## DIRECTIONS FOR THIS TASK
Reproduce every line of the material below without changing anything.

(Collected data entries)
□ □ □ □ □
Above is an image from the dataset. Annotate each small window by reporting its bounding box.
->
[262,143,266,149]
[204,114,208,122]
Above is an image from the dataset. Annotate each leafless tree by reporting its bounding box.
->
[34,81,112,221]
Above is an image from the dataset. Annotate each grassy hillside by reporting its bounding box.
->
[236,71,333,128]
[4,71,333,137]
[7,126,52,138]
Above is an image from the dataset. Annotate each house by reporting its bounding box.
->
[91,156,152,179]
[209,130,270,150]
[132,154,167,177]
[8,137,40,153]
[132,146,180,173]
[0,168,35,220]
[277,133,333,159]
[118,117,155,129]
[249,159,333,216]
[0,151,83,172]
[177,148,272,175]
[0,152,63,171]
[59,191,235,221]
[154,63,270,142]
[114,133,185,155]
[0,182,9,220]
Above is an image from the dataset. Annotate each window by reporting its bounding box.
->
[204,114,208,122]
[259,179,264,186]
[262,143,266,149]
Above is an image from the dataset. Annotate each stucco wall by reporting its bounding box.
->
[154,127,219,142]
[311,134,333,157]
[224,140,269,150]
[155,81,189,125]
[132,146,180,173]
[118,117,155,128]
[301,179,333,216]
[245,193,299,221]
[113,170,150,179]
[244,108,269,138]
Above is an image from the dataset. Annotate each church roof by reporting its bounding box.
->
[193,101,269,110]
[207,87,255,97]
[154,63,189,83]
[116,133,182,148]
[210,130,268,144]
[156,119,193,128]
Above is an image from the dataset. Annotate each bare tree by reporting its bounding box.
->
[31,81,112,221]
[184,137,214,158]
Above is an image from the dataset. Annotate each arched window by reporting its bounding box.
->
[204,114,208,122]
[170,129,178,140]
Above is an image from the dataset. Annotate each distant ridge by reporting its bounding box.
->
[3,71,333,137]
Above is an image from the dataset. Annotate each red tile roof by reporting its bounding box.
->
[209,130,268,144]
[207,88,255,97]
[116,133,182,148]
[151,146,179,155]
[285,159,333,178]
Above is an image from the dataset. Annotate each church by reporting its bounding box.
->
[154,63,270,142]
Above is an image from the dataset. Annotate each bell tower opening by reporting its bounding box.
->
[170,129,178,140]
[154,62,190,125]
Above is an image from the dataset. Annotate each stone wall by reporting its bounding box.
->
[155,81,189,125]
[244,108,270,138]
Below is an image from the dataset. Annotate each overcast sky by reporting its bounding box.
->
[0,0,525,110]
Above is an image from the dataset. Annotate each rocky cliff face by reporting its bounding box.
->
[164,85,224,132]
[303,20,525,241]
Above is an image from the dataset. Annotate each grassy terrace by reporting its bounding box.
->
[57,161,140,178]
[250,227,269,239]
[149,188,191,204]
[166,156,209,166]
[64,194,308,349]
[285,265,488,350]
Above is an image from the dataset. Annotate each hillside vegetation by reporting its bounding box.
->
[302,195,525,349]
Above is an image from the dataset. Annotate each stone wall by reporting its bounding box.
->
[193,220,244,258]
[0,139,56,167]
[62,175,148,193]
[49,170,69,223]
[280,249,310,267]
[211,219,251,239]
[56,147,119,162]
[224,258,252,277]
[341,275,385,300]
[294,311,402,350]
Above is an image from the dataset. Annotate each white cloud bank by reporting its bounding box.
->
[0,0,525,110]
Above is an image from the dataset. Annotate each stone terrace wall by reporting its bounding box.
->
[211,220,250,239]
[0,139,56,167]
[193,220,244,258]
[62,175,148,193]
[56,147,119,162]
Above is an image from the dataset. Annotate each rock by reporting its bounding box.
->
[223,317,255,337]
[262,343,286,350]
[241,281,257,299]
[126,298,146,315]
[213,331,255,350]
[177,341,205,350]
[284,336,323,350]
□ □ □ □ □
## SOLVED PROBLEM
Above is an image from the dataset. Annotate each small window by reporting its bounding box.
->
[262,143,266,149]
[204,114,208,122]
Above is an image from the dataset. Annotate each leafless tree by reporting its bounding box.
->
[34,81,112,221]
Above is an image from the dataset. Annotate each grassy hillside by reporting its bounding box.
->
[236,71,333,128]
[4,71,333,137]
[7,126,52,138]
Above is an image from the dataset. Annotate each house by reporting its bounding box.
->
[91,156,152,179]
[209,130,270,150]
[132,154,167,177]
[8,137,40,153]
[132,146,180,173]
[0,168,35,220]
[277,133,333,159]
[118,117,155,129]
[249,159,333,216]
[0,151,83,172]
[177,148,272,175]
[0,152,63,171]
[59,191,235,221]
[154,63,270,142]
[114,133,185,155]
[0,182,9,220]
Above is an image from the dataset. Annotate each window by reporting its bounding box.
->
[204,114,208,122]
[259,179,264,186]
[262,143,266,149]
Above is an image from the dataset. Annotate each stucco wall by reporting its bounding box.
->
[154,127,219,142]
[311,134,333,157]
[224,140,269,150]
[155,81,189,125]
[132,146,180,173]
[118,117,155,128]
[301,179,333,216]
[245,193,299,221]
[113,170,150,179]
[244,108,269,138]
Above is an image from the dataset. Annotate each church roof by reporting its bounding box.
->
[193,101,269,110]
[207,87,255,97]
[154,63,189,83]
[116,133,182,148]
[210,130,268,144]
[156,119,193,128]
Above is an image from the dataset. Annotate each bare tree by reporting its bounding box.
->
[31,81,112,221]
[184,137,214,158]
Above is an image from the dataset. Annotate each arched window by reporting its bounding box.
->
[204,114,208,122]
[170,129,178,140]
Above is an image from the dataset. Annotate each distant ridge by reporting its bounding box.
->
[3,71,333,137]
Above is an image from the dataset. Annotate each red tile roof by reporting its bounding box.
->
[209,130,268,144]
[207,88,255,97]
[116,133,182,148]
[151,146,179,155]
[285,159,333,178]
Above is an image from the dataset. Annotate each church by reporting its bounding box.
->
[154,63,270,142]
Above is an image from the dataset. Annotate each bell tower opening by reporting its bounding box.
->
[170,129,178,140]
[154,62,190,125]
Above is an image from the dataset. Annotate each stone wall by reporting its bounding box.
->
[155,81,189,125]
[244,108,270,138]
Below is an image from the dataset. Annotate each overcast sky by reporting its bounding box.
->
[0,0,525,110]
Above is an image from the dataset. Annotate each rocky cliff face by reporting its bounding box.
->
[164,85,224,132]
[303,20,525,241]
Above is an image from the dataset. Annotate each grassy terrace by reporting its bounding box.
->
[57,161,140,178]
[250,227,269,239]
[149,188,191,204]
[166,156,209,166]
[64,194,308,349]
[285,265,488,350]
Above is an image from the dataset. Annotate each hillside vegetation by reporting its bounding box.
->
[302,195,525,349]
Above is an image from the dataset. Annotate each stone wall by reporting its bounding box.
->
[193,220,244,258]
[0,139,56,167]
[62,175,148,193]
[49,170,69,223]
[280,249,310,267]
[211,219,251,239]
[56,147,119,162]
[224,258,252,277]
[341,275,385,300]
[294,311,402,350]
Above is an image from the dataset. Annotate each white cloud bank by reporting its bounding box.
->
[0,0,525,110]
Above is an image from the dataset. Annotate each stone terrace wall by reporting its bounding box.
->
[211,220,250,239]
[0,139,56,167]
[193,220,244,258]
[62,175,148,193]
[56,147,119,162]
Above is an image from the dataset. Annotate each rock by reporting its bounding box.
->
[223,317,255,337]
[262,343,286,350]
[241,281,257,299]
[126,298,146,315]
[213,331,255,350]
[177,341,205,350]
[284,336,323,350]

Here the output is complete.